OBJETIVO PLANTEADO 1 -> Edita la parte del texto sobre la corrupción que empieza con las palabras que contienen "En este marco" y termina con "de modo irreversible.", y escríbela de nuevo con "autoritario" en lugar de "absolutista".
OBJETIVO PLANTEADO 2 -> Indica si cada afirmación coincide con el texto sobre la corrupción y responde sí o no, citando textualmente las palabras que lo deciden. (a) Mentir y acomodar gente también se consideran corrupción. (b) El poder corrompe a quienes ascienden. (c) Las otras formas de corrupción causan al pueblo menos daño que quedarse con su dinero.

FRAGMENTO DEL DOCUMENTO ->
--*--
Cada cosa por su nombre
Siempre nos dijeron que el poder corrompe, pero siempre preferí creer que el poder corrompía solo a quienes se dejaban corromper. A la luz de la decepción provocada por los últimos gobiernos, los argentinos empezamos a descubrir que, lamentablemente, la corrupción es una cuestión cultural, tan naturalizada, que ya la consideramos inevitablemente nuestra.

A partir de que descubrimos que la nueva política fue un cuento chino y que el cambio nunca existió, los argentinos nos vamos encontrando con que todos los que ascienden, de una u otra manera, se corrompen, no porque los corrompa el poder, sino porque no están preparados para enfrentarlo.
Entendamos que corrupción no es solo quedarse con un vuelto público, sino que también lo es mentir, manejar prebendas, acomodar gente, ser intolerante, ser soberbio, discriminar, privilegiar, recurrir al nepotismo y al amiguismo, y otros tantos vicios tan comunes hoy y siempre en demasiados órdenes de nuestra vida.
De acuerdo a ésto, corrupta es toda conducta de gobierno que no apunte a gobernar en favor de sus gobernados, pues desvía esfuerzos y recursos, económicos o de cualquier tipo, hacia otros objetivos o intereses, particulares, sectoriales, o de cualquier tipo ajeno al interés público.
En este marco de descubrimiento, los argentinos nos hemos encontrado con que la corrupción es una conducta que nace en quienes no califican para gobernar, ni intelectual ni moralmente, y caen en la creencia de que quienes ostentan un mandato, sea cual fuere, son omnipotentes, son los dueños de la cosa, y que pueden hacer y deshacer, arbitrariamente, lo que se les de la real gana. Se trata de un concepto monárquico, egocéntrico y absolutista, muy alejado de la comunión social que impuso la modernidad con la democracia y la república.
Ahora bien, si bien ya sabíamos que quedarse con dinero del pueblo es alevosamente delictivo y afecta directamente al pueblo, los argentinos, ahora, empezamos a descubrir que el daño de cualesquiera de las otras formas de corrupción es igual, o, a veces, peor para el pueblo, pues puede afectarlo en mayor medida y de modo irreversible.
--*--
ENTRADAS PROPORCIONADAS ->
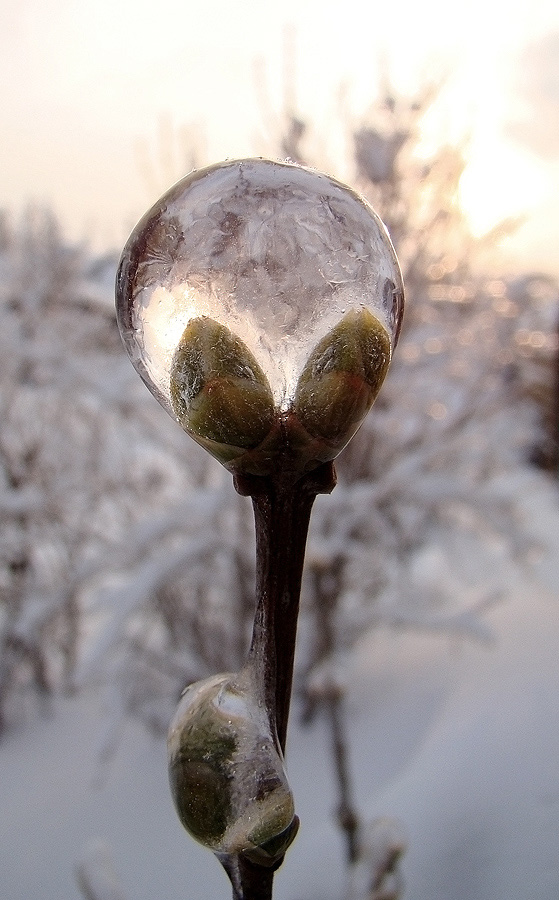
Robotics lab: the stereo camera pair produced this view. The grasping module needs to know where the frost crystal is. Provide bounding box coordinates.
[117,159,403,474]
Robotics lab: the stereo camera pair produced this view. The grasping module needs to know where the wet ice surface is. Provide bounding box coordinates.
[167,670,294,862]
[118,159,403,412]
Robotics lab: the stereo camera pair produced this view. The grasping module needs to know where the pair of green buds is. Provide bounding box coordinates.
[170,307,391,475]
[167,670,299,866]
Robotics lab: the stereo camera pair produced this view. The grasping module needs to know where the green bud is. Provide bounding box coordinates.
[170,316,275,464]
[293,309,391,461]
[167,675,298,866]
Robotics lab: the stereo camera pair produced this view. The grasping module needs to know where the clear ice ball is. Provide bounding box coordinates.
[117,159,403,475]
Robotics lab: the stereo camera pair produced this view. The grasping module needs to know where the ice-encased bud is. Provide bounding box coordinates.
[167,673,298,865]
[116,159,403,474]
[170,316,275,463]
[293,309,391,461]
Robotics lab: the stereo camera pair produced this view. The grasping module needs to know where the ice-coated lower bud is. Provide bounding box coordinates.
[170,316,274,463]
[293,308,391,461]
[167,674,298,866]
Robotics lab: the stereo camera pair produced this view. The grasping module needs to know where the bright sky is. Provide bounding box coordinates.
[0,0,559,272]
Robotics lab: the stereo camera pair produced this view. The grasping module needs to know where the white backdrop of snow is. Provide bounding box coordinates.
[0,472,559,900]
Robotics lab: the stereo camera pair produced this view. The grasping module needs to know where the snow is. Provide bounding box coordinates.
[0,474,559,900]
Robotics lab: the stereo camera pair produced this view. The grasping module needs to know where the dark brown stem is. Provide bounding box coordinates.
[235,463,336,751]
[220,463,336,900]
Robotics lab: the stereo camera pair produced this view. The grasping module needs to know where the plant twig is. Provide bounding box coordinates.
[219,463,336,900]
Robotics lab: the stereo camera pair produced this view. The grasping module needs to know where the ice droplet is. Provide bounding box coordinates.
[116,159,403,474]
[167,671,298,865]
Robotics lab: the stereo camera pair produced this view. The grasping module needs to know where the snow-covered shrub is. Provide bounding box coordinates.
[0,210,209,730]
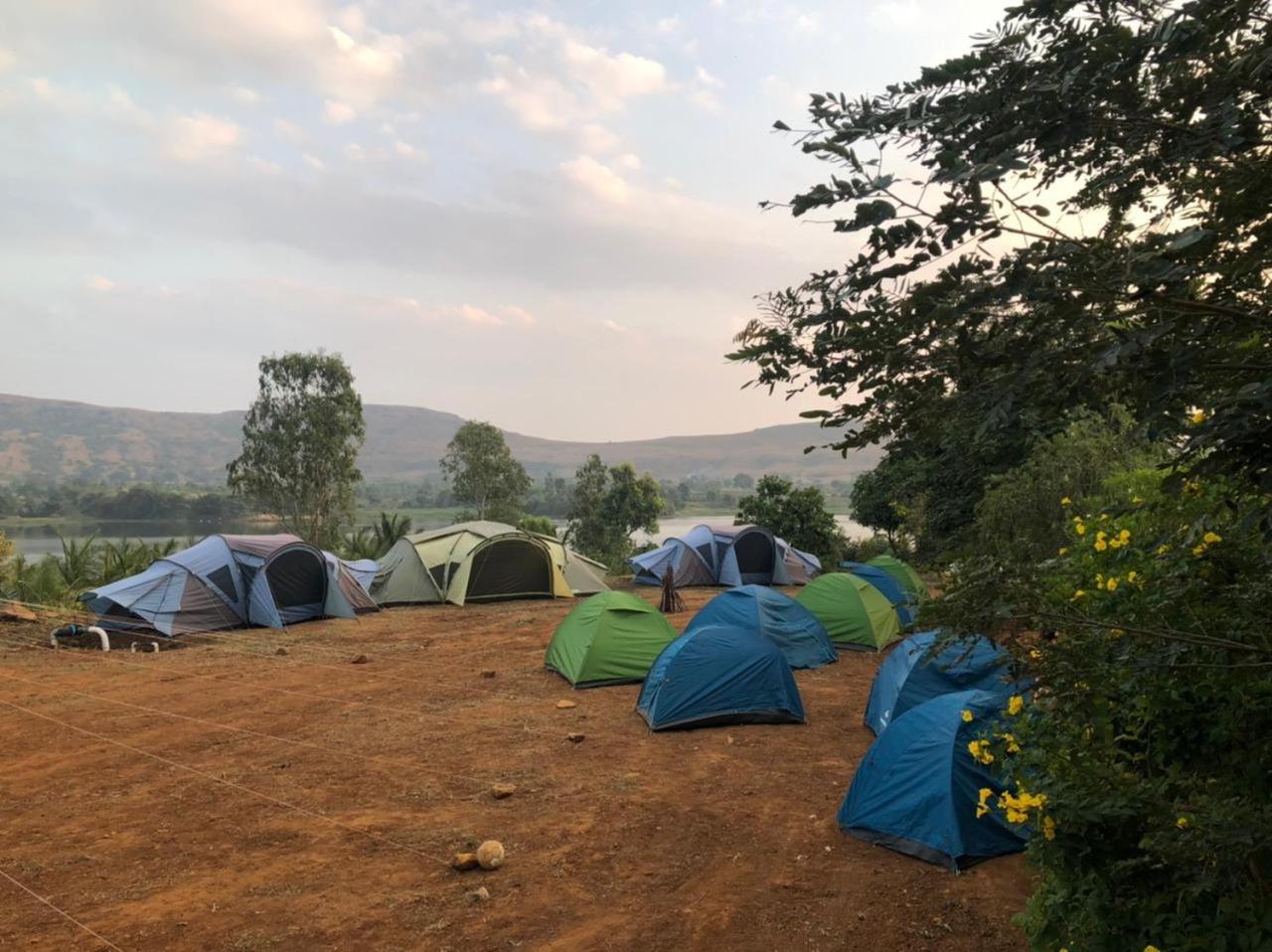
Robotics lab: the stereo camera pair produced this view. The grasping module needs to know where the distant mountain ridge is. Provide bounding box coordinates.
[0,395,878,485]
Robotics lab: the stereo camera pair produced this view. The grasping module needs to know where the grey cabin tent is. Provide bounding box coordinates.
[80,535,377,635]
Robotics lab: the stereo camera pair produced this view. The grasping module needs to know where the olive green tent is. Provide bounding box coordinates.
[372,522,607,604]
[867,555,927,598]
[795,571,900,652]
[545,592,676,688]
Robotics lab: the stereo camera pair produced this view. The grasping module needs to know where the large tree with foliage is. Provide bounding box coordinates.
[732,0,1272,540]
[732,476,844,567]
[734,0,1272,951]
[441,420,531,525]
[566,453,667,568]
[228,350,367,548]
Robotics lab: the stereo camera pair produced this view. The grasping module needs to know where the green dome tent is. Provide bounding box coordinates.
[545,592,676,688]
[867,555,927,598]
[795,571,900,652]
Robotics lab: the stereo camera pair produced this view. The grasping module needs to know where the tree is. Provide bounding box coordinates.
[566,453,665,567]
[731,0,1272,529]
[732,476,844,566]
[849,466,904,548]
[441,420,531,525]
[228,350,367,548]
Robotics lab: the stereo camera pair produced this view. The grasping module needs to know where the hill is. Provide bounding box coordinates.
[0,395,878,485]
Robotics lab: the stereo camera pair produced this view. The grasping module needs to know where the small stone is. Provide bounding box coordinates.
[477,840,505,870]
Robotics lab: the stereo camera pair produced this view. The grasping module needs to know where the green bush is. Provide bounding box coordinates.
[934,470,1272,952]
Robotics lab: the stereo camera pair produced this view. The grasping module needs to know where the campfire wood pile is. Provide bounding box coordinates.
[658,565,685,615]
--*--
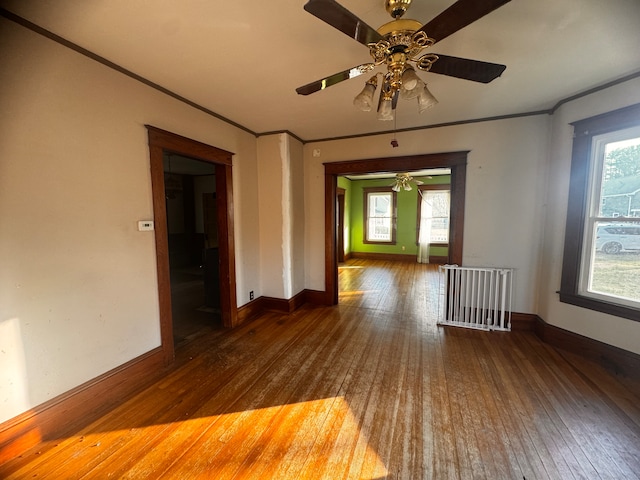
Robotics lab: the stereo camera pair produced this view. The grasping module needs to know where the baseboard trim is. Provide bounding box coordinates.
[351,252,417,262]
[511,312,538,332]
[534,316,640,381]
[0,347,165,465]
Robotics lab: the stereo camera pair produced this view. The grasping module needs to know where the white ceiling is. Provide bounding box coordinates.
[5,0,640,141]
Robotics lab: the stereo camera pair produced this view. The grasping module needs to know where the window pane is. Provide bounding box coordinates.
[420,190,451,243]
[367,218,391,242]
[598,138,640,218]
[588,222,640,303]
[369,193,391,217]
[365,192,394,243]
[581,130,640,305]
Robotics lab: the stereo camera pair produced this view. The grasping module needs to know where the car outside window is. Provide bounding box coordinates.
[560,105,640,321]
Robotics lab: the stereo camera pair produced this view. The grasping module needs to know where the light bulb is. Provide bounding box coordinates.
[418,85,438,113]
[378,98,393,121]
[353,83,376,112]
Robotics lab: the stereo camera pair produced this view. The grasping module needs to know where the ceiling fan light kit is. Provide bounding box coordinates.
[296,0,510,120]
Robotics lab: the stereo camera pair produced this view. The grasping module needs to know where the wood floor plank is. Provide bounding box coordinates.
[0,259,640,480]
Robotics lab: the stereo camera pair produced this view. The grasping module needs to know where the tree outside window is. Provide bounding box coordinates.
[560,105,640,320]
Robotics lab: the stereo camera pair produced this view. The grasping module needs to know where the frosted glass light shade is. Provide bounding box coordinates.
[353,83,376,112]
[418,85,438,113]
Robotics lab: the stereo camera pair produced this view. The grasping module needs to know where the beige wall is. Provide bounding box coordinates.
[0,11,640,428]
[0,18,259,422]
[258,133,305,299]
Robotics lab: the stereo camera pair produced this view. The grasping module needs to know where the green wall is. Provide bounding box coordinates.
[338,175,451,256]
--*--
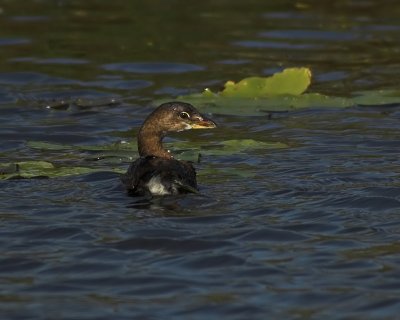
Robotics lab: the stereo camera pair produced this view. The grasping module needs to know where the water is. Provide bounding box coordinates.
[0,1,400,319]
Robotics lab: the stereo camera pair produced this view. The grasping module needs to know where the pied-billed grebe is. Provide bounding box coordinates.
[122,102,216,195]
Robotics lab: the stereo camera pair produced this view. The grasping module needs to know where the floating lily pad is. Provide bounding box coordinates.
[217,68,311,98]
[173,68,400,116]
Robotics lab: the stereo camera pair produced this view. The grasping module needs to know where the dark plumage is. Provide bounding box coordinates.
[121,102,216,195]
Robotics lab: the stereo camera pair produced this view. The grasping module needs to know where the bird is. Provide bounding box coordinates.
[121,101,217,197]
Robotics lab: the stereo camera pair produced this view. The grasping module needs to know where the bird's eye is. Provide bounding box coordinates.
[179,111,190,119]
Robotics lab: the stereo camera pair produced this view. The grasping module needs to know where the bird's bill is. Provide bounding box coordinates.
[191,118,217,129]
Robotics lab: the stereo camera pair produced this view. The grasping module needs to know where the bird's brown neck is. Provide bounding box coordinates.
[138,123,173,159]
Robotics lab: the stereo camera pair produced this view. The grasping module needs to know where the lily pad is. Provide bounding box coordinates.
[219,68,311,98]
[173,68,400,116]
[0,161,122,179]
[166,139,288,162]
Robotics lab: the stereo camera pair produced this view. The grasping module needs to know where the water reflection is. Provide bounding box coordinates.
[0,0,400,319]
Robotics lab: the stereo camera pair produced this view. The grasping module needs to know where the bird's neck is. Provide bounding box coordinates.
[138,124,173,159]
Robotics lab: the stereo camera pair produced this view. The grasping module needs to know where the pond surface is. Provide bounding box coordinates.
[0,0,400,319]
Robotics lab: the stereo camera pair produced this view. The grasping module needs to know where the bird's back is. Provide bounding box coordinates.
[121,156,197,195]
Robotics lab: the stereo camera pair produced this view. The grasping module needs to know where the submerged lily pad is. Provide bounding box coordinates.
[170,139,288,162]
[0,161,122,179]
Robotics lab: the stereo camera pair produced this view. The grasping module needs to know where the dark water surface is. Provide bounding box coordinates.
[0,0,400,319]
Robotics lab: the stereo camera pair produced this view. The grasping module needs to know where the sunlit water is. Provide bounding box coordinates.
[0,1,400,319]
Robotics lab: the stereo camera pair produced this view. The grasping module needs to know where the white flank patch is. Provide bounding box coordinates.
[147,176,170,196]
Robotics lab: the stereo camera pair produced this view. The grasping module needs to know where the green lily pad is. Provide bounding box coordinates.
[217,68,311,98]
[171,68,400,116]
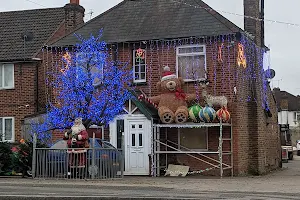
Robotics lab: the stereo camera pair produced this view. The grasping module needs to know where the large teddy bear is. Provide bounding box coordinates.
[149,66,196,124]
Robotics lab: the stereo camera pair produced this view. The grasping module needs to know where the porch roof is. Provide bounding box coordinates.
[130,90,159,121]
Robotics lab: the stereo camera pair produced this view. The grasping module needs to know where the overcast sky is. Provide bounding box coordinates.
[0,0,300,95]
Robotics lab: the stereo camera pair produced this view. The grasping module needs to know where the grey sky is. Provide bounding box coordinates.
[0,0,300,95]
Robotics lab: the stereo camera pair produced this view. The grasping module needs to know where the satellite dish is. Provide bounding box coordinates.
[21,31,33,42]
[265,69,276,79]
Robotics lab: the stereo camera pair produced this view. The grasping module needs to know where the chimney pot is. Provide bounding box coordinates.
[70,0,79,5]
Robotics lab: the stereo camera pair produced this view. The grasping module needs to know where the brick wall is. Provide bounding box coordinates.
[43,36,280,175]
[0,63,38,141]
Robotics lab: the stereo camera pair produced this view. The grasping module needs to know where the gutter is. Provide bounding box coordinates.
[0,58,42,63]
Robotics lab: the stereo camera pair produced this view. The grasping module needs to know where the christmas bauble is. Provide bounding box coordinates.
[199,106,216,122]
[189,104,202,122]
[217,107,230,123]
--*--
SOLUCIÓN DE LA TAREA 1 ->
En este marco de descubrimiento, los argentinos nos hemos encontrado con que la corrupción es una conducta que nace en quienes no califican para gobernar, ni intelectual ni moralmente, y caen en la creencia de que quienes ostentan un mandato, sea cual fuere, son omnipotentes, son los dueños de la cosa, y que pueden hacer y deshacer, arbitrariamente, lo que se les de la real gana. Se trata de un concepto monárquico, egocéntrico y autoritario, muy alejado de la comunión social que impuso la modernidad con la democracia y la república.
Ahora bien, si bien ya sabíamos que quedarse con dinero del pueblo es alevosamente delictivo y afecta directamente al pueblo, los argentinos, ahora, empezamos a descubrir que el daño de cualesquiera de las otras formas de corrupción es igual, o, a veces, peor para el pueblo, pues puede afectarlo en mayor medida y de modo irreversible.

SOLUCIÓN DE LA TAREA 2 ->
(a) Sí. El texto dice: "también lo es mentir, manejar prebendas, acomodar gente".
(b) No. El texto dice: "no porque los corrompa el poder, sino porque no están preparados para enfrentarlo".
(c) No. El texto dice: "el daño de cualesquiera de las otras formas de corrupción es igual, o, a veces, peor para el pueblo".